What needs to be done:
Reproduce, character for character, every line from the start of the items through the line that contains "point(91, 265)", including that line, and nothing beyond it.

═════ Stored records

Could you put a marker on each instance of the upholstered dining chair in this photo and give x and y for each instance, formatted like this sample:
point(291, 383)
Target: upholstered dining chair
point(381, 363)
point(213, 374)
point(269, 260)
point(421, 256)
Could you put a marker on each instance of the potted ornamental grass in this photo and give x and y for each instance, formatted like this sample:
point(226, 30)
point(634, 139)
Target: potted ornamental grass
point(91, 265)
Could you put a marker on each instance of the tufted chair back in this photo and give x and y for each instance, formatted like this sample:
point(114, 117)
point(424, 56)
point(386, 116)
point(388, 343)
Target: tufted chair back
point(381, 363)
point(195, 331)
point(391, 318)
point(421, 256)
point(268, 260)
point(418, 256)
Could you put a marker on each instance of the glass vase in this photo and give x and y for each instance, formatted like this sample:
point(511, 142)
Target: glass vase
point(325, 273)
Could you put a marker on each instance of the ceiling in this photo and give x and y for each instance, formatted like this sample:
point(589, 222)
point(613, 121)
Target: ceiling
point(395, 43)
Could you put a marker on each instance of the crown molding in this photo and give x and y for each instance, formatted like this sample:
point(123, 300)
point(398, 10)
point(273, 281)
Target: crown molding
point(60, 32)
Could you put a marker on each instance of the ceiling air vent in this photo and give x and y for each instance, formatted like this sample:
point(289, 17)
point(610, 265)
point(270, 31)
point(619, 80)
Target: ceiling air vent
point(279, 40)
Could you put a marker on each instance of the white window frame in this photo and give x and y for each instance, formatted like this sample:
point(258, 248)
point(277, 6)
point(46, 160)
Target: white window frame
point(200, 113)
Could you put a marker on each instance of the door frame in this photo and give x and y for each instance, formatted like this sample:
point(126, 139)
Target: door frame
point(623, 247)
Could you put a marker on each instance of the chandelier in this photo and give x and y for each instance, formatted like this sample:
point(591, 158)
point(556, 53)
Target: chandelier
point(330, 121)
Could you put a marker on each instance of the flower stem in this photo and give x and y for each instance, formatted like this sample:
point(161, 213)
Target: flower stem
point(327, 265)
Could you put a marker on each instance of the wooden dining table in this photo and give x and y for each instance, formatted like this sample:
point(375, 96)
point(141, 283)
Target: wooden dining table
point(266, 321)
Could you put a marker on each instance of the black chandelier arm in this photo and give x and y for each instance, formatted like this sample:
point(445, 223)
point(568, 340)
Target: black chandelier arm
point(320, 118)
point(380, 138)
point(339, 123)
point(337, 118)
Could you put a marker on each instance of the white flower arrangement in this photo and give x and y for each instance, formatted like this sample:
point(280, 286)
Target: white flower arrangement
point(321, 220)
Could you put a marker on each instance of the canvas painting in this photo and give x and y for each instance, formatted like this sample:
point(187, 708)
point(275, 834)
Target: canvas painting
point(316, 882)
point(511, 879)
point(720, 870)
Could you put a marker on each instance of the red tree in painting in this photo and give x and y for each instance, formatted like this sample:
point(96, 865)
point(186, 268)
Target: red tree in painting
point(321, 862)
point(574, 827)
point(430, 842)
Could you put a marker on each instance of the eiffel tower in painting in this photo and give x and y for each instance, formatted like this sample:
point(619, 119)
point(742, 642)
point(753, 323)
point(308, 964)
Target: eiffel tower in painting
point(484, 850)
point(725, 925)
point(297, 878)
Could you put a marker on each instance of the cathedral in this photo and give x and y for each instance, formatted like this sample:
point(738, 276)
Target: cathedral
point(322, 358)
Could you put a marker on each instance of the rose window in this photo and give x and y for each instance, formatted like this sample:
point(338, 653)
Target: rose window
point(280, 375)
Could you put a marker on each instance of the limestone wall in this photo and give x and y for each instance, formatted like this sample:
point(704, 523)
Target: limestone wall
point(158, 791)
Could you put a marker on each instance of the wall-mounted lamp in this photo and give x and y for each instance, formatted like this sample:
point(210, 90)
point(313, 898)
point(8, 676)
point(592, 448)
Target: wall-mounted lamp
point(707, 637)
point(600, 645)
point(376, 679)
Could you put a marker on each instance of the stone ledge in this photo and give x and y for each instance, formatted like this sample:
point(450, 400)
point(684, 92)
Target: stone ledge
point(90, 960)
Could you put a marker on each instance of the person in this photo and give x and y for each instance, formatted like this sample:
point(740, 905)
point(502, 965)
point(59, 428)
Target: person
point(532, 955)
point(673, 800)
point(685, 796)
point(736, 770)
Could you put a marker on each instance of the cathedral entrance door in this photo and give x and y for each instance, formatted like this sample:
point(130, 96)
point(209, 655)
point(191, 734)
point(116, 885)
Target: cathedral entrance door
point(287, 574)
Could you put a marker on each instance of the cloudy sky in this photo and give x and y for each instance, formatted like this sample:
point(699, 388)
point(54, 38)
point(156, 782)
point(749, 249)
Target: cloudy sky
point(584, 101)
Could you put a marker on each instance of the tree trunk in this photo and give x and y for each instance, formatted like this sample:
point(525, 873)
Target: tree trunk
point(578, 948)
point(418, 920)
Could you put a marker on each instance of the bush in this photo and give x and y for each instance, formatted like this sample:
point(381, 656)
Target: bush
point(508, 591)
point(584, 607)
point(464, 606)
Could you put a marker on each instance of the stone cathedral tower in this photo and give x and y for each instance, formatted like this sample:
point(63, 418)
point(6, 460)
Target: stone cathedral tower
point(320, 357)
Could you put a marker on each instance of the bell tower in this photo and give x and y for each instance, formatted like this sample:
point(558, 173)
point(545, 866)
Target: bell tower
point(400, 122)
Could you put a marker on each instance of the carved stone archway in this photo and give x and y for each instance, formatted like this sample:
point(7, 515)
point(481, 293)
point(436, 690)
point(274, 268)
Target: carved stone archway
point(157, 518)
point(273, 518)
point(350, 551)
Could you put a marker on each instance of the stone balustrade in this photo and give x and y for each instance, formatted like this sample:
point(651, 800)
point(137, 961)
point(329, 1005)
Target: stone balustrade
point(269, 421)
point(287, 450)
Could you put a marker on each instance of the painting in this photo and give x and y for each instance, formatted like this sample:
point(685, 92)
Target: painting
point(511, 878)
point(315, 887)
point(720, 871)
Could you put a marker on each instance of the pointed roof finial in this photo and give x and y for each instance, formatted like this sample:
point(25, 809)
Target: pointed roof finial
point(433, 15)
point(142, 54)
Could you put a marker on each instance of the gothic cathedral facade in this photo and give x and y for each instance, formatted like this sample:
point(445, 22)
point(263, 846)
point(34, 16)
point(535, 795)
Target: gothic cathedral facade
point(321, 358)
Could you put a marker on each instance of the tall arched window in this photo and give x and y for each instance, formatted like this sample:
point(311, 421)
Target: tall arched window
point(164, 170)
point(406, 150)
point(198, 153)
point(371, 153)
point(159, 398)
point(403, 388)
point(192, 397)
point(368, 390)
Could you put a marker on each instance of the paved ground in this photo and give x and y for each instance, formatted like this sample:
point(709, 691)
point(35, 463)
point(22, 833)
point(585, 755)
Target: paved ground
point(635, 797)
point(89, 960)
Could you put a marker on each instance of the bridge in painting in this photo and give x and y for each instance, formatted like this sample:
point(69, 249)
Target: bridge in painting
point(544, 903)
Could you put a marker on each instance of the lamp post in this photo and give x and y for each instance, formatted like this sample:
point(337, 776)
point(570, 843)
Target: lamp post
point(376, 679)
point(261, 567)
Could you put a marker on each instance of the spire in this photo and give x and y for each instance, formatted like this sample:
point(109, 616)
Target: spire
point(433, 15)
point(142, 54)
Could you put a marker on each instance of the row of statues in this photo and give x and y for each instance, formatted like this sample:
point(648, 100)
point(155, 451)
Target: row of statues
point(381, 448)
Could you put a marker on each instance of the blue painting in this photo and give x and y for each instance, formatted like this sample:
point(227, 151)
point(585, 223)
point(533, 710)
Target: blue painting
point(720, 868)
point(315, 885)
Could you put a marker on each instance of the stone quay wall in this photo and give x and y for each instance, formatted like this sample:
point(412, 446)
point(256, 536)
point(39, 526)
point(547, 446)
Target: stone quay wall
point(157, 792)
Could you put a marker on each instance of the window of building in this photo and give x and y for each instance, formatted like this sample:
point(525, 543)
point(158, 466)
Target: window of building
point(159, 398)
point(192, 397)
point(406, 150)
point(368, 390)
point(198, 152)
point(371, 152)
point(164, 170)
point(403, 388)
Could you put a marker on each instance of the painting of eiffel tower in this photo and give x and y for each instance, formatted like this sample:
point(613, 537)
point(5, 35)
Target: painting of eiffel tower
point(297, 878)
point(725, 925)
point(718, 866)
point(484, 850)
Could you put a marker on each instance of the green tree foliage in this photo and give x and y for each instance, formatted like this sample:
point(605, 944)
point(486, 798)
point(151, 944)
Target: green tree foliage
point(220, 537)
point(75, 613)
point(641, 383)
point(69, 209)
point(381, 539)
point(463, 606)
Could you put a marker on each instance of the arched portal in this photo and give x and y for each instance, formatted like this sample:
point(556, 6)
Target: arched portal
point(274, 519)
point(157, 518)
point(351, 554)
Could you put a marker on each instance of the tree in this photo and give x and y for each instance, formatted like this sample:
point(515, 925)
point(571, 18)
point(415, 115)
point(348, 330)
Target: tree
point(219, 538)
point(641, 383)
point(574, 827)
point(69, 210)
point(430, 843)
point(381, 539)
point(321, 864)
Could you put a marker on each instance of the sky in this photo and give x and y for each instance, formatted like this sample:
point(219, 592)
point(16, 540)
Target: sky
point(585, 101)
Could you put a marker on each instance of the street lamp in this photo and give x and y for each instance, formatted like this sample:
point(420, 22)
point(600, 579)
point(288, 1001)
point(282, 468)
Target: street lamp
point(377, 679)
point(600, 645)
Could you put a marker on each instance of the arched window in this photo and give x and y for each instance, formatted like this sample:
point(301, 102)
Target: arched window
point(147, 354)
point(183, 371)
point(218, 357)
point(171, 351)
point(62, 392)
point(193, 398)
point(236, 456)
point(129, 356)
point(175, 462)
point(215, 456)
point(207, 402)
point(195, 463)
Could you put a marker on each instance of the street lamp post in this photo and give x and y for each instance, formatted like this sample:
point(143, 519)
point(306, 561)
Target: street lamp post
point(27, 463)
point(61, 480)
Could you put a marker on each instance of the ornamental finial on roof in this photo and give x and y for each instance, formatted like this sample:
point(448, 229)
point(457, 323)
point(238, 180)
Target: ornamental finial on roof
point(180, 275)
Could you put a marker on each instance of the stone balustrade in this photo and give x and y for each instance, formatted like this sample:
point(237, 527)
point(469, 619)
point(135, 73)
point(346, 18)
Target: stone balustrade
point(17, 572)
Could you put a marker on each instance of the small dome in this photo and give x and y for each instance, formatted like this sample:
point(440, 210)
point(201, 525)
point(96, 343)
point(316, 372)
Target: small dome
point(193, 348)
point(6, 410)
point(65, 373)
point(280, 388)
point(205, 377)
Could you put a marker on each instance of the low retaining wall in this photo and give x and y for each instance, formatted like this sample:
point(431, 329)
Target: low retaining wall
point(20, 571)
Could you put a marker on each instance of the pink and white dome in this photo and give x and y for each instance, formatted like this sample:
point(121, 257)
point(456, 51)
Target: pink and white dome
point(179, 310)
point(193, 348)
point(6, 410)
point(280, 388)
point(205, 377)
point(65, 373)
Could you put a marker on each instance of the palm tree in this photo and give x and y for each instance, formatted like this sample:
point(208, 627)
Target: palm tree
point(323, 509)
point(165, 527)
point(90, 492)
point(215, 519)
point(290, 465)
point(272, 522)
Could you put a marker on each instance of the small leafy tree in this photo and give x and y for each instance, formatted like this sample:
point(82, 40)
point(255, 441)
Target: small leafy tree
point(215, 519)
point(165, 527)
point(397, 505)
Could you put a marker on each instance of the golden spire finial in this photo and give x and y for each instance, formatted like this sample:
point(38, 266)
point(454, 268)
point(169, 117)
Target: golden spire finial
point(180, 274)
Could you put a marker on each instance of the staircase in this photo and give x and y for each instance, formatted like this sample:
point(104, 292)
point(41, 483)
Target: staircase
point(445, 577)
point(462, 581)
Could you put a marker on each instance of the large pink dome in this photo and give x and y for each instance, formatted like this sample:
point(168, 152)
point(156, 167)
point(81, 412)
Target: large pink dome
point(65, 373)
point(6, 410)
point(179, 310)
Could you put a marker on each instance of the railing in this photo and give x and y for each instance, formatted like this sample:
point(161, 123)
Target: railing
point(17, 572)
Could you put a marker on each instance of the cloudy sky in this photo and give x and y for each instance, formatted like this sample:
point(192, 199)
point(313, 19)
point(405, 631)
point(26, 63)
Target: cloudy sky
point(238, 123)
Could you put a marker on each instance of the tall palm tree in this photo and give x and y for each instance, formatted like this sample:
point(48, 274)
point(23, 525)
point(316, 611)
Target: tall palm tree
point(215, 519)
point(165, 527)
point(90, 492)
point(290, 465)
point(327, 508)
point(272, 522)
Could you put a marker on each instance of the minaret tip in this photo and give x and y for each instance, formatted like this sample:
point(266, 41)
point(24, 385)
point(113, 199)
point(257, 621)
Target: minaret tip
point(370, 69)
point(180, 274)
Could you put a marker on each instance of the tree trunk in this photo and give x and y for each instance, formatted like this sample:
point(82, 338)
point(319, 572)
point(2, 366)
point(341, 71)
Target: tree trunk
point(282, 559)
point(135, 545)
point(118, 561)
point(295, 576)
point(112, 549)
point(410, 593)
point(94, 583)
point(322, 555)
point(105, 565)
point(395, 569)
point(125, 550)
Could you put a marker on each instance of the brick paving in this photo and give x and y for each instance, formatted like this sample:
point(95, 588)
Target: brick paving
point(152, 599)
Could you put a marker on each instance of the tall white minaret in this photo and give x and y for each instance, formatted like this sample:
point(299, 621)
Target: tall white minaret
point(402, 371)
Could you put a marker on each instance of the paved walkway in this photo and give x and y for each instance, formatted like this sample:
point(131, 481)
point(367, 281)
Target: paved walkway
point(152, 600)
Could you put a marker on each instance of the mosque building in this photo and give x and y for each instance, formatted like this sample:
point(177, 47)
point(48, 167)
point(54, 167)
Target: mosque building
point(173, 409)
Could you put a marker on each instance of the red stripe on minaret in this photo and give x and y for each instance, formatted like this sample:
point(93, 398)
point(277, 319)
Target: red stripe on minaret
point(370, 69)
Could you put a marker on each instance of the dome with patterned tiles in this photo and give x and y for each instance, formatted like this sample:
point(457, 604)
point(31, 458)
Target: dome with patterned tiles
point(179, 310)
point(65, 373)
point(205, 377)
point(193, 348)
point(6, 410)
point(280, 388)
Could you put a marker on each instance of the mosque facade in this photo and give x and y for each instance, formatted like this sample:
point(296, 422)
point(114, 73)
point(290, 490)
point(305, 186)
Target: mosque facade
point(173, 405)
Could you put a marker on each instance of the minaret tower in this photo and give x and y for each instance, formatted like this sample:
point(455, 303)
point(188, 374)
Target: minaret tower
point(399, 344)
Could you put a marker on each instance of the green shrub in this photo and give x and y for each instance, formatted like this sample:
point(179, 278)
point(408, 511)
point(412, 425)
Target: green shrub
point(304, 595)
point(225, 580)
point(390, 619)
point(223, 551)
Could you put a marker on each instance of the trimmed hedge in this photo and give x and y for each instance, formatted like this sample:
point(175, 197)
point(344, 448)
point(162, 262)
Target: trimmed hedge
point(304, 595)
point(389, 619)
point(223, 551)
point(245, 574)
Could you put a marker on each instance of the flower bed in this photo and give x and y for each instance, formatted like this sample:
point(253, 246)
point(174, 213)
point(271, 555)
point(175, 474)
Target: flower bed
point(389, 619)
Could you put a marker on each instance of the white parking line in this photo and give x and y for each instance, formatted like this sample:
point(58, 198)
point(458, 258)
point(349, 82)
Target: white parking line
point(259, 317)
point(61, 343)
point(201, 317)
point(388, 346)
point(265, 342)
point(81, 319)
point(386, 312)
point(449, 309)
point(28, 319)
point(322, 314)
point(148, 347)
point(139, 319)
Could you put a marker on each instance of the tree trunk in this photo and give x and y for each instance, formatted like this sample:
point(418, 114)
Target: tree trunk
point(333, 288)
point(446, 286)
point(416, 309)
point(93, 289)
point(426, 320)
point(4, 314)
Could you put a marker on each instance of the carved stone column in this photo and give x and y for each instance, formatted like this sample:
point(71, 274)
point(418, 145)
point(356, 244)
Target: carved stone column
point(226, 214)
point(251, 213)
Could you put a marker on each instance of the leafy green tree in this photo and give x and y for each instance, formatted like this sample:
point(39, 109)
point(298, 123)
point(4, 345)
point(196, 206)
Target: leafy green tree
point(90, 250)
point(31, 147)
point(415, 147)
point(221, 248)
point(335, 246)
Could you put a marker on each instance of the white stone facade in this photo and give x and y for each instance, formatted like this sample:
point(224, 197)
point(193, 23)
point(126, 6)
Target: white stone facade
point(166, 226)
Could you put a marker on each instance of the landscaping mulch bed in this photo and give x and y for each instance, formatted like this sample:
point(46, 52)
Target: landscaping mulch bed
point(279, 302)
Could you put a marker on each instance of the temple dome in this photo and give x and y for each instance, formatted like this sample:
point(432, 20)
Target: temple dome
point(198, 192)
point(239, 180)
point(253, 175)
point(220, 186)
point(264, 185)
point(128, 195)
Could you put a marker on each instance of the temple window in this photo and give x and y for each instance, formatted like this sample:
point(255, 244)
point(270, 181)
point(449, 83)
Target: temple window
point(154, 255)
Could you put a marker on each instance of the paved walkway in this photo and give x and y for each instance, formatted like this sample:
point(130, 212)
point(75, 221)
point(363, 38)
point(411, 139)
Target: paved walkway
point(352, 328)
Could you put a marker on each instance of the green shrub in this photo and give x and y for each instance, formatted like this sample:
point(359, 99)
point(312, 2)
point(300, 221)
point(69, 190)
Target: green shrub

══════════

Reply to the task:
Could you put a marker on each instance of the upholstered dining chair in this photo and give x and y for each instance, formatted like this sample:
point(291, 383)
Target: upholstered dining chair
point(381, 363)
point(213, 374)
point(269, 260)
point(421, 256)
Could you put a marker on each instance of the potted ornamental grass in this photo and give x and y for each instance, formatted like this sample:
point(226, 30)
point(634, 139)
Target: potted ornamental grass
point(91, 265)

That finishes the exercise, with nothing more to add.